* **The exercise**: Look for the line containing "For every instance of the upper white" in the listing below. Retype that line and every subsequent line through the last one, and only those.

* **Entries shown**:
++++++++++
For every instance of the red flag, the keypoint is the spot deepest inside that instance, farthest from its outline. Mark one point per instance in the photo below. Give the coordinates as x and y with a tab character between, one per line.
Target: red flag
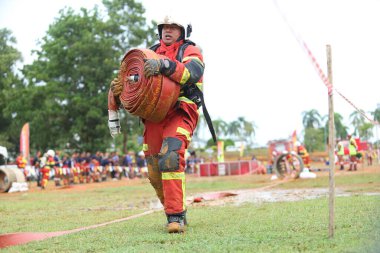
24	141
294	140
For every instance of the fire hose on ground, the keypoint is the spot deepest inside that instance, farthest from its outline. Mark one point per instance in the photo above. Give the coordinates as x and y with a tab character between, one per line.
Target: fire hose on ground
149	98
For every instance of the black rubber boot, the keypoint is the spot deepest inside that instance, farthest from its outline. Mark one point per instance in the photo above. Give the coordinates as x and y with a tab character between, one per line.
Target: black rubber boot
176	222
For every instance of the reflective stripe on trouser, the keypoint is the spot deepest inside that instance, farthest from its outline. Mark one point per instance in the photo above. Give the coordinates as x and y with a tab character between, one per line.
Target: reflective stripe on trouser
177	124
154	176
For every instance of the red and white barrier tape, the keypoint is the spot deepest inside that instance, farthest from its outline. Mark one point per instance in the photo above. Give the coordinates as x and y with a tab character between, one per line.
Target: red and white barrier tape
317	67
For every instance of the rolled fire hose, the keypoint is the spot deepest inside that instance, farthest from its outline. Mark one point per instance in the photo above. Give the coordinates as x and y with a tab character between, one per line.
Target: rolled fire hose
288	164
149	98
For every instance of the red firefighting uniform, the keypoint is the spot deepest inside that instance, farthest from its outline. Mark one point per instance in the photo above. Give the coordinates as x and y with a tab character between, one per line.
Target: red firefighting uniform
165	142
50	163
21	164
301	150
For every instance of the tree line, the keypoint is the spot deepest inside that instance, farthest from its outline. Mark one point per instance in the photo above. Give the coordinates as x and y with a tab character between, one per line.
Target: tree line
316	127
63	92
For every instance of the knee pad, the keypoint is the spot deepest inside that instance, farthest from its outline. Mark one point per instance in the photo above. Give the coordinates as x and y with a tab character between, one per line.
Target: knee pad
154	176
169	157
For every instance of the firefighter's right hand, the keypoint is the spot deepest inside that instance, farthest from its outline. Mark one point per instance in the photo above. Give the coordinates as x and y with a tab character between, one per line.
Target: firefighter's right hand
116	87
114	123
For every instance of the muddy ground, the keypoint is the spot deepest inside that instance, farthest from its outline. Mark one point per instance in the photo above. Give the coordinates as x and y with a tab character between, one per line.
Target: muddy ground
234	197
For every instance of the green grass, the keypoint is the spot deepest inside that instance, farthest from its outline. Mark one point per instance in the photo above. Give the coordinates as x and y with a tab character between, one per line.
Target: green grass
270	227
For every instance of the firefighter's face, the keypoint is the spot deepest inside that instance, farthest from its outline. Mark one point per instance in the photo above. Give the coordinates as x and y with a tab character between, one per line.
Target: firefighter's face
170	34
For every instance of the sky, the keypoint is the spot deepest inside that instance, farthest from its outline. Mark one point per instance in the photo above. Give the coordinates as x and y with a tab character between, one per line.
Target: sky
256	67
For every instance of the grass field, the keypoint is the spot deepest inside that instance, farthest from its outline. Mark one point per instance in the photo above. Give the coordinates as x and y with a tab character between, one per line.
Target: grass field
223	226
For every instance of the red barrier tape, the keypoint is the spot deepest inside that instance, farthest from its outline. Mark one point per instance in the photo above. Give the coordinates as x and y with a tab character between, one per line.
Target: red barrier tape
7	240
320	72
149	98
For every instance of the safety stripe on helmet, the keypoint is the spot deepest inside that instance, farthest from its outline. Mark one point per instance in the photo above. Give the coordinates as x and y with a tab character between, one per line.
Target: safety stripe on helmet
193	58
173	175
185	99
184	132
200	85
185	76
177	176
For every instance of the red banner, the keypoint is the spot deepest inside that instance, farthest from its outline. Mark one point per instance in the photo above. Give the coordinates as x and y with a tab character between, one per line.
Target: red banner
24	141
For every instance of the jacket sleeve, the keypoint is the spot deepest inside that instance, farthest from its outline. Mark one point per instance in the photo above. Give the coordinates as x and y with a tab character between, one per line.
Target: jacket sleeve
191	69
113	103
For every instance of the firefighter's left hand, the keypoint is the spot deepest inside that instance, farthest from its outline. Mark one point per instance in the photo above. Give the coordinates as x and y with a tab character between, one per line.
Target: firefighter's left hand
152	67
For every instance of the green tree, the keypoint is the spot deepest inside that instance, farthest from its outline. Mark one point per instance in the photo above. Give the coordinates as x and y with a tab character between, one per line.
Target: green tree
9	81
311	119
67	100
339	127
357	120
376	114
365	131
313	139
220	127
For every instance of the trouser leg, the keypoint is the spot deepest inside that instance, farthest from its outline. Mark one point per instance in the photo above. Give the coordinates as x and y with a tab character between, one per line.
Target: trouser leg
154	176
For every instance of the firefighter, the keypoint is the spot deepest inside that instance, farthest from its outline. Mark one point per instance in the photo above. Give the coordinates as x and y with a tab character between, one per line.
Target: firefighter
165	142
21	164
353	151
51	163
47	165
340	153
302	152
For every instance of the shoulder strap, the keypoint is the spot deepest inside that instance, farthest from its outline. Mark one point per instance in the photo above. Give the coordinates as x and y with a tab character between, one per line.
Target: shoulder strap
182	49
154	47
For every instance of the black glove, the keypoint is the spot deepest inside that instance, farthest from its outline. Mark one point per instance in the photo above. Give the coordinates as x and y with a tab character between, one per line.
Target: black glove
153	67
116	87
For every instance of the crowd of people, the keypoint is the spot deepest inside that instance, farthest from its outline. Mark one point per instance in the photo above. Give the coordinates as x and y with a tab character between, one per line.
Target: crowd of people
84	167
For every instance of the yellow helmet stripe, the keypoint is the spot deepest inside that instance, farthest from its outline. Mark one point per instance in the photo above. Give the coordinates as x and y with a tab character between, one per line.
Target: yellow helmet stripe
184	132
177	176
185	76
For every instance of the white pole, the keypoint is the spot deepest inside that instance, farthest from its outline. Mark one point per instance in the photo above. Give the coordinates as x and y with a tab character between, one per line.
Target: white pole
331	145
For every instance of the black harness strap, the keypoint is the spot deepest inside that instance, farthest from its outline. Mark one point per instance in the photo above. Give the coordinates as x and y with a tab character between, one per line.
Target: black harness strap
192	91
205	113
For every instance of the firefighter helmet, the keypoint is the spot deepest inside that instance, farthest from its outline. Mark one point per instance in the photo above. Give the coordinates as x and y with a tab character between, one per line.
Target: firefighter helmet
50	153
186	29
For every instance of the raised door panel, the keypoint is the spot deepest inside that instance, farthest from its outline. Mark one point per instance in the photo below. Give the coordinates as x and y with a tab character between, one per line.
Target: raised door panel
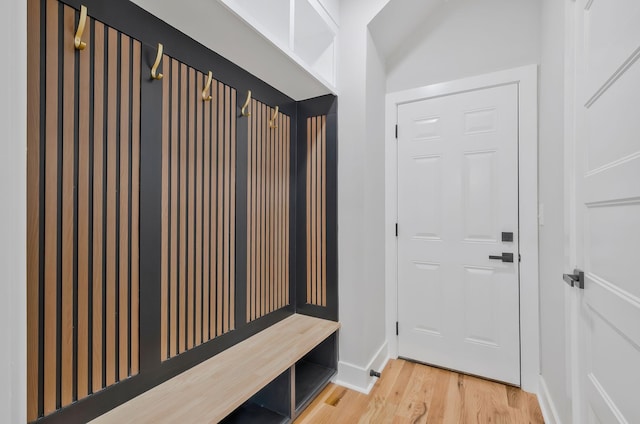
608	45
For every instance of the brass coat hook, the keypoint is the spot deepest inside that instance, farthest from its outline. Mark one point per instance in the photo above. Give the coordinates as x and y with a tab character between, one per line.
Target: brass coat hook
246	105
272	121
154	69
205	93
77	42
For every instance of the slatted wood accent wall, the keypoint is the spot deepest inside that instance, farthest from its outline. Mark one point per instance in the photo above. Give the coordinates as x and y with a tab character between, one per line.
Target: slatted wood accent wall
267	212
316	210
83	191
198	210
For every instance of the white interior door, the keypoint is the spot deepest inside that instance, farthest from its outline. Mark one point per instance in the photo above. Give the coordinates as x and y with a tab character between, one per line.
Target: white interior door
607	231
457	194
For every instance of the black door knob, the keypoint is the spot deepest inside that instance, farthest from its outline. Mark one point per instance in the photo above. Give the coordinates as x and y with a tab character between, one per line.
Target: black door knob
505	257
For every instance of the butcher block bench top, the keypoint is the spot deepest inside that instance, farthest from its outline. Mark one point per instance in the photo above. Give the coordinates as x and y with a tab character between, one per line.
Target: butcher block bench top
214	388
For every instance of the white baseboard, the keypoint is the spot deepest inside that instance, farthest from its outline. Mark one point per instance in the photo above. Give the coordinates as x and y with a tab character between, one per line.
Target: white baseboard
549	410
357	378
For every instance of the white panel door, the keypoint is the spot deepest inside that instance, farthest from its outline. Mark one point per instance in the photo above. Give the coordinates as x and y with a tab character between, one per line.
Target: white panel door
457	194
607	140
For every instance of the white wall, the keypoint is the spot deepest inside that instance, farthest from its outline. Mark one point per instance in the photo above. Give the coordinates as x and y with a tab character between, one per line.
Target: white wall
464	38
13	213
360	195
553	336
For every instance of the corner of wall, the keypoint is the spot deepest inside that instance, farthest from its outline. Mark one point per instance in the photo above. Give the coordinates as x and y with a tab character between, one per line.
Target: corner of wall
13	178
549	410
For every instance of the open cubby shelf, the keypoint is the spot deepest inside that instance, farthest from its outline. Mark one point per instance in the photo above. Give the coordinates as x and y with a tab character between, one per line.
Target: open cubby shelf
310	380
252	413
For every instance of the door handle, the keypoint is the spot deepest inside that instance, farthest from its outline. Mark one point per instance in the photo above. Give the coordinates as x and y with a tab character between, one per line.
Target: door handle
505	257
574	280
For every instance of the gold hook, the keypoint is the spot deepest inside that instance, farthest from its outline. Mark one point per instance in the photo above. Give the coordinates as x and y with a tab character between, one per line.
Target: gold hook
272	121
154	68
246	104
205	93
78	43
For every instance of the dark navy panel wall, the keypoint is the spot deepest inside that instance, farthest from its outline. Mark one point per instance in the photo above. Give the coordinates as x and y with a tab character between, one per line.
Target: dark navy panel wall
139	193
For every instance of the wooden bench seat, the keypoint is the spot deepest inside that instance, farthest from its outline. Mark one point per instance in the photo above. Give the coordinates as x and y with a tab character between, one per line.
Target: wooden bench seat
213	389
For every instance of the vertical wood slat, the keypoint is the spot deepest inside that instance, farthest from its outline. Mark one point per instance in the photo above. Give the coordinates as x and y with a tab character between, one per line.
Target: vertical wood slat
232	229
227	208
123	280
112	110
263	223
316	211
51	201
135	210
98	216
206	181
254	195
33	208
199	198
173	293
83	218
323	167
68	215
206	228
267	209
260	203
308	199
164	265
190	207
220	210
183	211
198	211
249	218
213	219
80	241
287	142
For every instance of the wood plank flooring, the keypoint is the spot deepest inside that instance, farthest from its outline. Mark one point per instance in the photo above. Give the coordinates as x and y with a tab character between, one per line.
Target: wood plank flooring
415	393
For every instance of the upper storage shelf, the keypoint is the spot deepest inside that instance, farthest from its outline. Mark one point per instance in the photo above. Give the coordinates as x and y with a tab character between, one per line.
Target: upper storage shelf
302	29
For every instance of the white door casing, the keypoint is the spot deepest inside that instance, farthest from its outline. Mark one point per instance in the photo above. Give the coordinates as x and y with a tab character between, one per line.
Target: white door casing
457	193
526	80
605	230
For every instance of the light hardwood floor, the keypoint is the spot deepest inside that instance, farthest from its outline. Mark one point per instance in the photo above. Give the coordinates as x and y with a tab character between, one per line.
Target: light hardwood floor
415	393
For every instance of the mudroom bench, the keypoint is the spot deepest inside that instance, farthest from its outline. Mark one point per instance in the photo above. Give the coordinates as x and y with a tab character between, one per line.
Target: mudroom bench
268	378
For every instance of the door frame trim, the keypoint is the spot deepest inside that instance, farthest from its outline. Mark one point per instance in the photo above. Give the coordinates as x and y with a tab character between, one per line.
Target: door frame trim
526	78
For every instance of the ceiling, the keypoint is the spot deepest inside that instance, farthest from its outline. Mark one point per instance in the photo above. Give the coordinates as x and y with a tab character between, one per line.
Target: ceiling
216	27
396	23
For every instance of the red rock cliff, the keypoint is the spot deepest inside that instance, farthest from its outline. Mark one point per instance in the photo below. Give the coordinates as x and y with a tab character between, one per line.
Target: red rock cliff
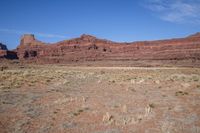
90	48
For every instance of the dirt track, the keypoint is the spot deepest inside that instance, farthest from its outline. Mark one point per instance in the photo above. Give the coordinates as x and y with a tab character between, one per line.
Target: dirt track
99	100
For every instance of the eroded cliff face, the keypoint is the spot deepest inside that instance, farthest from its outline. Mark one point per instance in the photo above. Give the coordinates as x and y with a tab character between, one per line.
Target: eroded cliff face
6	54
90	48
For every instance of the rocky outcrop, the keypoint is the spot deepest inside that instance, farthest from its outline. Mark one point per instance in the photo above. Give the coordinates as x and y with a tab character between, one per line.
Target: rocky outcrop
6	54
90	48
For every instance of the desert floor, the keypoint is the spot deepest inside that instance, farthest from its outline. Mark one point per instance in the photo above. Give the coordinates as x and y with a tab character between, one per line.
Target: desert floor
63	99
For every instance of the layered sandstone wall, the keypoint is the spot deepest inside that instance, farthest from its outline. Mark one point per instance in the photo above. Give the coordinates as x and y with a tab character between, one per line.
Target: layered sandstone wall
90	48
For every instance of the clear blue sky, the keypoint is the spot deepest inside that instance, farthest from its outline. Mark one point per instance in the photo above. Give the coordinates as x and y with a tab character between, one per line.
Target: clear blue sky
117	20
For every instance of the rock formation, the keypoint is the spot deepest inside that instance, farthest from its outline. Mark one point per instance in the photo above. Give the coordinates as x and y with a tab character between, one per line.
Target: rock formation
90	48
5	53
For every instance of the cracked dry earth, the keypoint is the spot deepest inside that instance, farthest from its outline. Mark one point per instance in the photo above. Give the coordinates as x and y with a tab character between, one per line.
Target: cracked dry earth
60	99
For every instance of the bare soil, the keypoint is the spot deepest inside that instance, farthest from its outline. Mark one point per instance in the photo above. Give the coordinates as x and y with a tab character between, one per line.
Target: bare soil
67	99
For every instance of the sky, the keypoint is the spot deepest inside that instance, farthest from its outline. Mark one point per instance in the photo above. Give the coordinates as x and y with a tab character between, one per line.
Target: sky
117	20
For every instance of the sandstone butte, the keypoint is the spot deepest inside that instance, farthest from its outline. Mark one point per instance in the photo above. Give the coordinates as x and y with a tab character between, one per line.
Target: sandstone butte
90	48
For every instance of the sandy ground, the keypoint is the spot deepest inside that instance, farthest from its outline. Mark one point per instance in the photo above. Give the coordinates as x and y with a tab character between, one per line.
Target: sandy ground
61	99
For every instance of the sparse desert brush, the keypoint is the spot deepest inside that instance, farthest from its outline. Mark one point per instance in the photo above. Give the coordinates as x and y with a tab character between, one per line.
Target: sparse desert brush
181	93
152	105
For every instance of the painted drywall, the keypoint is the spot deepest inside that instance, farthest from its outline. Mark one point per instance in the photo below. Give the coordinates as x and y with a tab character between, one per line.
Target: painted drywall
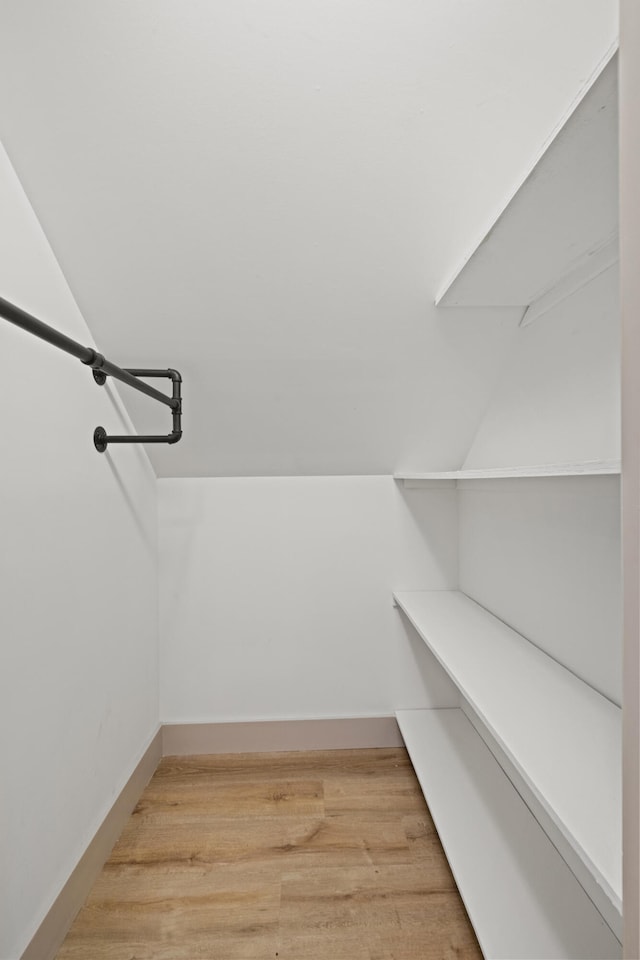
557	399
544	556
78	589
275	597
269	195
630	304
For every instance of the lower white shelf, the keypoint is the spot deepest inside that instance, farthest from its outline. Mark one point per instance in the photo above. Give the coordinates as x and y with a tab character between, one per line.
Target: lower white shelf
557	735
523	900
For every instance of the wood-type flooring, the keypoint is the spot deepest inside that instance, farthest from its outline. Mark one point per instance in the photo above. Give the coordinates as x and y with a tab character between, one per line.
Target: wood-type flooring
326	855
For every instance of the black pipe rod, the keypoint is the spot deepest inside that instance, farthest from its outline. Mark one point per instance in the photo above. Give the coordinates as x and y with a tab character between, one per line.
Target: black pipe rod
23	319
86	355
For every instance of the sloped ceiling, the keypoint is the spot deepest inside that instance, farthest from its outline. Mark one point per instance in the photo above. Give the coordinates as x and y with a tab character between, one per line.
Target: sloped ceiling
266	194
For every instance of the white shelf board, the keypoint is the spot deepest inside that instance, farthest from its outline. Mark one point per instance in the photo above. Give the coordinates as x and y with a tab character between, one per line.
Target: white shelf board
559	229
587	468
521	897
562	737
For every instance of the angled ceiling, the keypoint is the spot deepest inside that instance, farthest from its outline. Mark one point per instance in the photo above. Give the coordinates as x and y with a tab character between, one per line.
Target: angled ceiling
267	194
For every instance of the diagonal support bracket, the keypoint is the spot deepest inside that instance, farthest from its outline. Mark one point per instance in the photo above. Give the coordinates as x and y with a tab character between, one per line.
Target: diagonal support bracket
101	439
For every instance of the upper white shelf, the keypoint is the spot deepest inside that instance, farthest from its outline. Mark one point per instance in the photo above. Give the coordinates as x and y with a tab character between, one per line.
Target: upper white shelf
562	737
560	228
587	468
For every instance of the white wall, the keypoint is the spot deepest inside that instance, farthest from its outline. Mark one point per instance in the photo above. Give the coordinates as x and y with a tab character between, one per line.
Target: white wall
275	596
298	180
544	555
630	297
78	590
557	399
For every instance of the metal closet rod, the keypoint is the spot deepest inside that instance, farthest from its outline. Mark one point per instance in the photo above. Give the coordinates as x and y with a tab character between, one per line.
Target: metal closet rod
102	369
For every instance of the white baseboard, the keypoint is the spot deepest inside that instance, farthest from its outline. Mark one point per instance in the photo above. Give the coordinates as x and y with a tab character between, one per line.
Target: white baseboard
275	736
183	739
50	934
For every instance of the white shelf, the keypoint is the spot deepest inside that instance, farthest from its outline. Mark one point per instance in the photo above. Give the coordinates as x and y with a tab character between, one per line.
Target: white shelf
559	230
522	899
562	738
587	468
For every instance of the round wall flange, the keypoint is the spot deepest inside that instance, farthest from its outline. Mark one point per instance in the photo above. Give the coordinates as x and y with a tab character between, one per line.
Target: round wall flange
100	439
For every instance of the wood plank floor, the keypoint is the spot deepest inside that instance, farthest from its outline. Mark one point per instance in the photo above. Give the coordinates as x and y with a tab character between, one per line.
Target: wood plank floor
++++++++++
* **Solved problem**:
For every instance of the upper white shelf, the keypoint is the spot deepest inside that instance, farthest from its outline. Mark one point per instance in the photo above. Give the coordinates as x and y with a tab character between, one per line.
Target: upper white shelf
562	737
560	228
587	468
For every instance of the white wall, the keypoint is the spot deepest inside that instance, farthest from its outline. Mark one point per instance in the photo above. Give the coordinates as x and y with a tab character between, one per line.
Target: white wall
275	596
298	180
544	555
630	297
78	590
557	399
For every instance of the metal closet rod, the keypoint is the spot deepest inside that instance, farthest from its outline. Mark one point per instance in the photo above. Give the coordinates as x and y with a tab character between, one per line.
Target: metal closet rod
102	369
For every instance of the white baseboard, the keypoint is the spot deepest inside that instance, farthest from its outline. Mark one point per instance in the photo above. Give the coordinates as x and y with a tab character between, one per line.
Target: white baseboard
275	736
183	739
50	934
For every instance of the white shelf, the keypoint is the spot deepest inside that instance, farthest from its outline. Mark one point per instance in the photo above. Give the coordinates as x and y with a tab character between, one per line.
Target: white shelf
559	230
522	899
562	738
587	468
For every instance of the round wall flange, the keypoint is the spot deepest inside that instance, farthest from its outline. Mark one point per instance in the photo above. Give the coordinates as x and y with a tab character between, one per line.
Target: round wall flange
100	439
For every instance of the wood plank floor, the keypoint is the spot deepest inside that instance, farthest from its outline. Mark one point per instance in the photo above. Give the coordinates as x and y with a tab character between, one per line.
Target: wood plank floor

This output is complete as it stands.